MEMORANDUM OPINION AND ORDER
HOOD, District Judge.
This matter is before the Court on Plaintiffs’ motion for reconsideration of the Court’s order and judgment of September 8, 2005 [Record No. 81]. Defendant filed a response [Record No. 82], to which Plaintiffs replied [Record Nos. 84], This matter is now ripe for review.
On September 8, 2005, the Court granted Defendant’s motion to dismiss, finding that the statutes enacted by Kentucky to enforce the Master Settlement Agreement (“MSA”) in the multistate tobacco litigation were not preempted by the Sherman Act. Plaintiffs raise several arguments in the instant motion, but none are ultimately persuasive.
STANDARD FOR RELIEF
This Court interprets a motion for reconsideration as a motion to alter or amend a judgment under Federal Rule of Civil Procedure 59(e).
See Helton v. ACS Group,
964 F.Supp. 1175, 1182 (E.D.Tenn.1997) (citing
Smith v. Hudson,
600 F.2d 60, 62-63 (6th Cir.1979)). Such a motion should be granted only where “there is a clear error of law, newly discovered evidence, an intervening change in controlling law, or to prevent manifest injustice.”
GenCorp, Inc. v. Am. Int’l Underwriters,
178 F.3d 804, 834 (6th Cir.1999) (internal citations omitted). A motion for reconsideration does not serve as “an opportunity to re-argue a case.”
Sault Ste. Marie Tribe of Chippewa Indians v. Engler,
146 F.3d 367, 374 (6th Cir.1998). Accordingly, a party should not use the motion “to raise arguments which could, and should, have been made before judgment issued.”
Id.
(quoting
FDIC v. World Univ. Inc.,
978 F.2d 10, 16 (1st Cir.1992)).
DISCUSSION
Plaintiffs make no claim that there is newly discovered evidence or an intervening change in controlling law, nor do Plaintiffs argue that reconsideration is necessary to avoid manifest injustice. Plaintiffs instead assert that the Court made clear errors of law in dismissing their complaint.
I. Plaintiffs’ State Action Immunity Arguments
Several of Plaintiffs’ arguments are puzzling in light of the Court’s prior ruling, which was based on a finding that the statutes were not preempted by the Sherman Act. First, Plaintiffs seem to believe that the Court misapplied the “active supervision” prong for state action immunity articulated in
California Retail Liquor Dealers Association v. Midcal Aluminum, Inc.,
445 U.S. 97, 105, 100 S.Ct. 937, 63 L.Ed.2d 233 (1980) (describing the two-part test for state action immunity). However, the Court’s opinion explicitly stated that it did not need to reach the
Midcal
test because the statutes were not preempted in the first place. The Court made no finding on the
Midcal
issue in its prior ruling.
※ ※ ※
INSTRUCTIONS FOR THE TASK:
Rewrite more briefly the paragraph in the memorandum opinion that begins "On September 8, 2005," keeping its main facts. The stored lines after this note are not needed.

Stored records
※ ※ ※
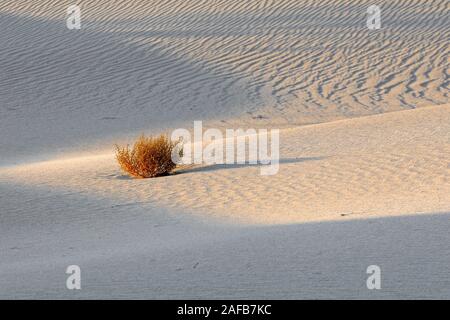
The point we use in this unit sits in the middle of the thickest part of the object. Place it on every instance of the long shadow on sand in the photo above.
(216, 167)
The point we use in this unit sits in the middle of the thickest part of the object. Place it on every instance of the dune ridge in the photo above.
(147, 65)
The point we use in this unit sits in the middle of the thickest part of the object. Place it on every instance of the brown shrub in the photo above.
(149, 157)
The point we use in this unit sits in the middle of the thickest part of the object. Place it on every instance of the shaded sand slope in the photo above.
(141, 251)
(389, 164)
(139, 65)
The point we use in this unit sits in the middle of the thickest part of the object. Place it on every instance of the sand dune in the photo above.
(150, 65)
(365, 149)
(390, 164)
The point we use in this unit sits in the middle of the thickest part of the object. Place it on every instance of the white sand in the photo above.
(365, 149)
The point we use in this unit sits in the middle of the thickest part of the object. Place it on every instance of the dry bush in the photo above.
(149, 157)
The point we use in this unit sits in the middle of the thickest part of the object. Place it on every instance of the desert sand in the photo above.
(364, 173)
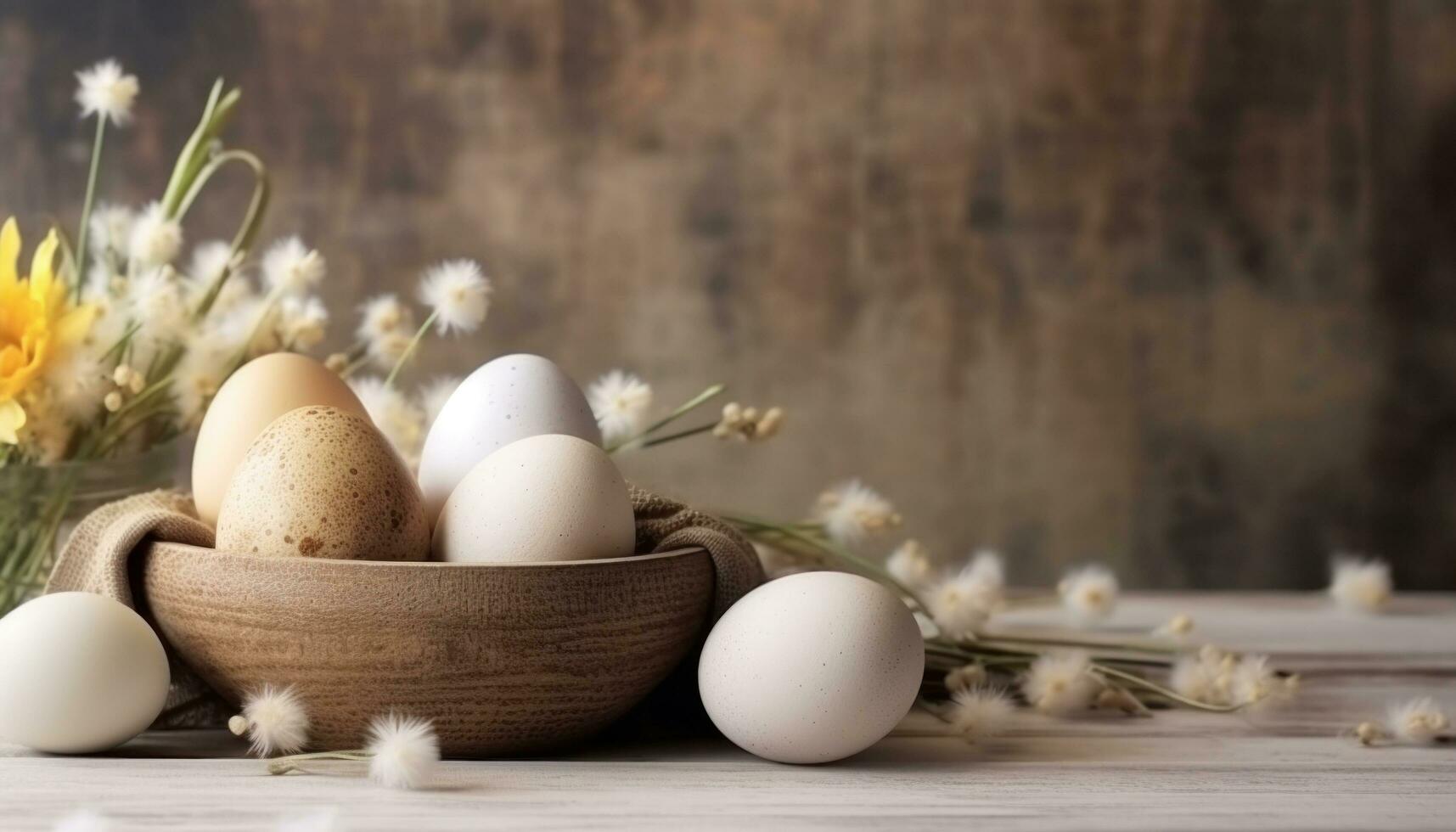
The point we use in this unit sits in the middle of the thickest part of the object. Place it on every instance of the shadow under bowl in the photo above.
(503, 657)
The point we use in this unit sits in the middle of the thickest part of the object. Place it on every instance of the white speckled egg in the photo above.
(812, 667)
(541, 498)
(79, 673)
(505, 400)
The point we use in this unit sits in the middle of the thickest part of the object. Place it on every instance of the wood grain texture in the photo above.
(1158, 283)
(504, 659)
(1282, 771)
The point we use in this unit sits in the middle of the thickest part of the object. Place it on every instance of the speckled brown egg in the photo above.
(323, 482)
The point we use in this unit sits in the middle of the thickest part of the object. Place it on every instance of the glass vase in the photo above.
(41, 504)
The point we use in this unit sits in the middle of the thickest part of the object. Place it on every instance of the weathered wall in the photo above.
(1168, 284)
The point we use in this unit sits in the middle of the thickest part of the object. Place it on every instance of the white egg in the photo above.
(812, 667)
(505, 400)
(79, 673)
(541, 498)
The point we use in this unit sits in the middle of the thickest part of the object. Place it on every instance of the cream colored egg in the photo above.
(505, 400)
(322, 482)
(248, 401)
(541, 498)
(79, 673)
(812, 667)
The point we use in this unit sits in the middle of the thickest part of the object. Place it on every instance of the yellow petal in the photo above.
(12, 419)
(9, 252)
(41, 268)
※ ※ ※
COMPLETED EXERCISE:
On September 8, 2005, the Court granted Defendant's motion to dismiss. It held that the Sherman Act did not preempt Kentucky's statutes enforcing the Master Settlement Agreement ("MSA") from the multistate tobacco litigation. Plaintiffs raise several arguments in this motion, but none ultimately persuade the Court.